IF EXISTS(SELECT 1 FROM tempdb.dbo.sysobjects o, tempdb.dbo.syscolumns c WHERE o.id = c.id AND o.name = '##input' AND c.name = 'crossTabRowID')
BEGIN
RAISERROR ('The query passed to the [genericCrosstab] procedure uses a reserved column name (''crossTabRowID'').', 16, 1)
ROLLBACK TRANSACTION
END

-- Add an identity column (we need a 'row ID')
ALTER TABLE ##input ADD crossTabRowID NUMERIC(9, 0) IDENTITY NOT NULL

-- Generate the column list
SELECT @sql = 'SELECT ' + @groupBy + ' INTO ##colList FROM ##input WHERE 1 = 0'
IF @verbose = 1 SELECT @sql AS [Generate the column list]
EXEC sp_executesql @sql
IF @verbose = 1 SELECT * FROM ##colList

-- If no aggregation function is specified, we have to check first that there are no duplicates, and - if there are - we need to handle them
IF RTRIM(ISNULL(@function, '')) = ''
BEGIN
SELECT @sql = 'SELECT ' + @groupBy + ', ' + @pivotExpr + ' COLLATE ' + @collation + ' AS [pivot], COUNT(1) AS [count] INTO ##grpCount FROM ##input GROUP BY ' + @groupBy + ', ' + @pivotExpr + ' COLLATE ' + @collation
END
ELSE
BEGIN
SELECT @sql = 'SELECT ' + @groupBy + ', ' + @pivotExpr + ' COLLATE ' + @collation + ' AS [pivot], 1 AS [count] INTO ##grpCount FROM ##input GROUP BY ' + @groupBy + ', ' + @pivotExpr + ' COLLATE ' + @collation
END
IF @verbose = 1 SELECT @sql AS [Create the ##grpCount table]
EXEC sp_executesql @sql
IF @verbose = 1 SELECT * FROM ##grpCount

-- Create a temporary table that will act as a lookup (containing all of the non-pivot / non-group columns names)
SELECT [pivot], [count] AS [index], [pivot] AS [column_name] INTO ##lookup FROM ##grpCount WHERE 1 = 0

-- Build the results table; one row per group
SELECT @sql = 'SELECT ' + @groupBy + ' INTO ##results FROM ##grpCount GROUP BY ' + @groupBy
IF @verbose = 1 SELECT @sql AS [Create the ##results table]
EXEC sp_executesql @sql
IF @verbose = 1 SELECT * FROM ##results

-- Build the column list, taking into account duplicate occurences of pivotal values
DECLARE xcursor CURSOR FOR SELECT [pivot], MAX([count]) FROM ##grpCount GROUP BY [pivot]
OPEN xcursor

FETCH NEXT FROM xcursor INTO @pivot, @indx

WHILE @@FETCH_STATUS = 0
BEGIN

SELECT @i = 1

-- Loop over indx
WHILE @i <= @indx
BEGIN

-- Build the column list
SELECT @col = CASE @i WHEN 1 THEN @pivot ELSE @pivot + ' (' + CAST(@i AS VARCHAR(10)) + ')' END
INSERT INTO ##lookup VALUES (@pivot, @i, @col)
* * *
In the crosstab procedure code, why does the query that builds ##grpCount use COUNT(1) when no aggregation function is given? Explain in one to three sentences.
* * *
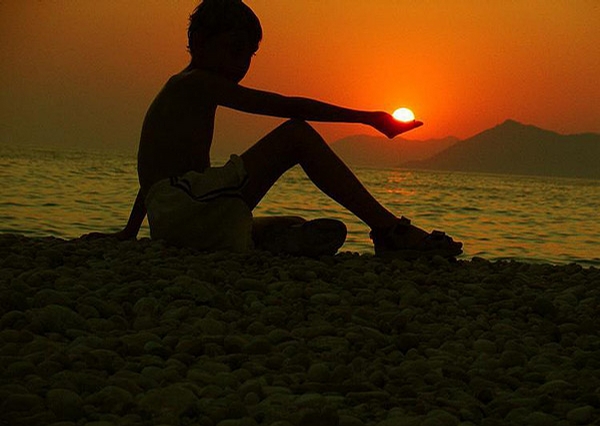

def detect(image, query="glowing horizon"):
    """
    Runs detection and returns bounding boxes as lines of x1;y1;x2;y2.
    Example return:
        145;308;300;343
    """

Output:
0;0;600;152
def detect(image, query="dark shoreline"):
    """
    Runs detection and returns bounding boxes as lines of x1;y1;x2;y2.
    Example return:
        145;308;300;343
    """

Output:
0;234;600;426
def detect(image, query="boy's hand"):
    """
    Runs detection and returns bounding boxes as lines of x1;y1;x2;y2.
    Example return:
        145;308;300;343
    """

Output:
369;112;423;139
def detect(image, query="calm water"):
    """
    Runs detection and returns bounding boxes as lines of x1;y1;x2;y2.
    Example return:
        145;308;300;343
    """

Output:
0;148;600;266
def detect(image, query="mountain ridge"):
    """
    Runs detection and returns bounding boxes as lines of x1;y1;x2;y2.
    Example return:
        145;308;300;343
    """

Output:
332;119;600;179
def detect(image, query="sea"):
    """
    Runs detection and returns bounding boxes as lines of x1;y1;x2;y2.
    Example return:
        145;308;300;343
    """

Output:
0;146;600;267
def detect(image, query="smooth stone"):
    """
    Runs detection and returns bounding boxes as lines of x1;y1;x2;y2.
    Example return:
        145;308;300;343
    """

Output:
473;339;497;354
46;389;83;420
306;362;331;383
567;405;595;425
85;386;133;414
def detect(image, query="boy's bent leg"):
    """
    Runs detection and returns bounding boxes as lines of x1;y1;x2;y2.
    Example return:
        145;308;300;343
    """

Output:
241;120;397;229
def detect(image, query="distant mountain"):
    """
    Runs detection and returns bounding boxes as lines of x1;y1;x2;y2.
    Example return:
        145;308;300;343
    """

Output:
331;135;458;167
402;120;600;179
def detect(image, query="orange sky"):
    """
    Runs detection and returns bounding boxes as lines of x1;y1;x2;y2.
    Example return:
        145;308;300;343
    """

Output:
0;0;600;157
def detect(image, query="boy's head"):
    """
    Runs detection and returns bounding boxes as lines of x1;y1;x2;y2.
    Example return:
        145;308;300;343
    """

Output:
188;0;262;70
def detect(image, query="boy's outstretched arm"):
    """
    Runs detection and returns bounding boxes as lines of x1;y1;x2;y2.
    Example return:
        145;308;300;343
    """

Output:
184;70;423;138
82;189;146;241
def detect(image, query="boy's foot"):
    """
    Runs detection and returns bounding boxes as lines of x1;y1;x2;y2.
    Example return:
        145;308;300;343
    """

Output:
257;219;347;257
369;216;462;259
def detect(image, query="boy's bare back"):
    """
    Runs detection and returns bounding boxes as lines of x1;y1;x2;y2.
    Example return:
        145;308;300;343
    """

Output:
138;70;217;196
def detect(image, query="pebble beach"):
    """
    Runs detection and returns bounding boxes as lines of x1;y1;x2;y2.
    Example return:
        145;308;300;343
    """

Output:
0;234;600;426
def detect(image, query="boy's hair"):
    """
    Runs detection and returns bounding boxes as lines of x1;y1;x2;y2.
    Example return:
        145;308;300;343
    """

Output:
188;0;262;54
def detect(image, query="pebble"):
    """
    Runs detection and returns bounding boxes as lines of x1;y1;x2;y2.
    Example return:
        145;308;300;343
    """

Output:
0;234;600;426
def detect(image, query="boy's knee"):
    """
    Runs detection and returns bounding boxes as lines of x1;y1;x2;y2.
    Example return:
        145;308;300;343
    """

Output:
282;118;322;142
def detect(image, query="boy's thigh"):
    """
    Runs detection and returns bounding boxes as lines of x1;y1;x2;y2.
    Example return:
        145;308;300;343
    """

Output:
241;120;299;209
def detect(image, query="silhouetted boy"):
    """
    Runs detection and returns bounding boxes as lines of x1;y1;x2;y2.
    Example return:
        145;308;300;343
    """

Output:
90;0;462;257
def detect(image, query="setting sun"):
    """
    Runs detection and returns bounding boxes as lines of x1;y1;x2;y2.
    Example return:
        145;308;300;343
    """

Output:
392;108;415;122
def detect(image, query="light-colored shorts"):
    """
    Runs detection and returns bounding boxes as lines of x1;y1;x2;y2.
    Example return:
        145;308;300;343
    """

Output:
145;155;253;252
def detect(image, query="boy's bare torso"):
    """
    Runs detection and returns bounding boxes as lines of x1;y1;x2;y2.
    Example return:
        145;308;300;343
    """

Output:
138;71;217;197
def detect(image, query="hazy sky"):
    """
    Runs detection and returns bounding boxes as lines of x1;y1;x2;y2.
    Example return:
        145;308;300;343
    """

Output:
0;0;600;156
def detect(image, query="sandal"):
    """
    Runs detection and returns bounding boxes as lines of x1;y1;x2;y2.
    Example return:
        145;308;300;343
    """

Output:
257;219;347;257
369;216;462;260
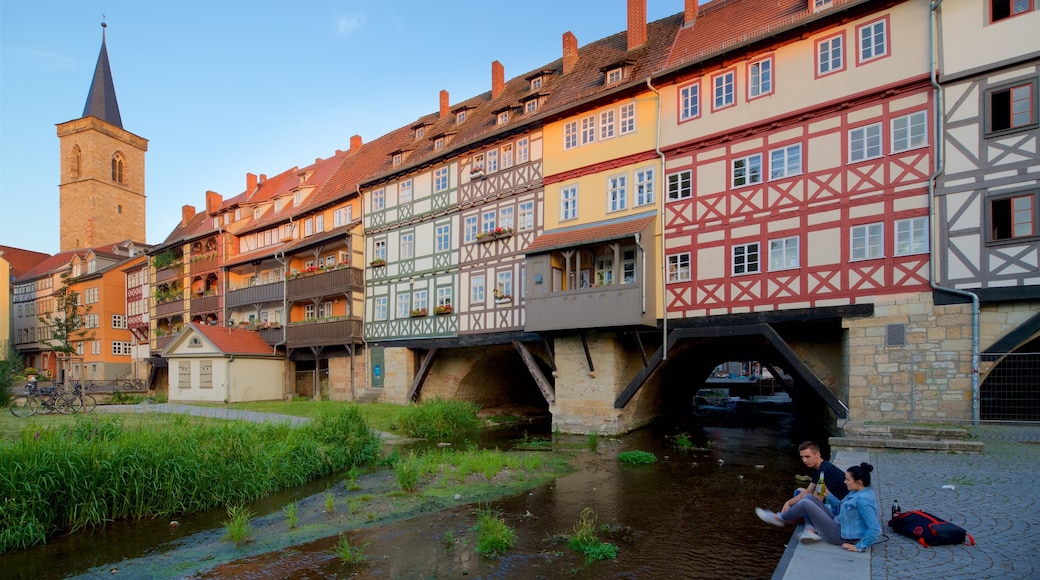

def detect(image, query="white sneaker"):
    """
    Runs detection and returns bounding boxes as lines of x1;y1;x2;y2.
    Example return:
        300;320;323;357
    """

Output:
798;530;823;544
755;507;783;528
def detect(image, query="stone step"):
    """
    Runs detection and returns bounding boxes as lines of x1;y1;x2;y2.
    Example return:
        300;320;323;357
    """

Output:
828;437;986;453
* * *
Full response ▸ When no aggregation function is specified, the procedure must first check that there are no duplicates and handle any that exist. COUNT(1) counts the rows for each combination of group and pivot value, so a count above one reveals a duplicate.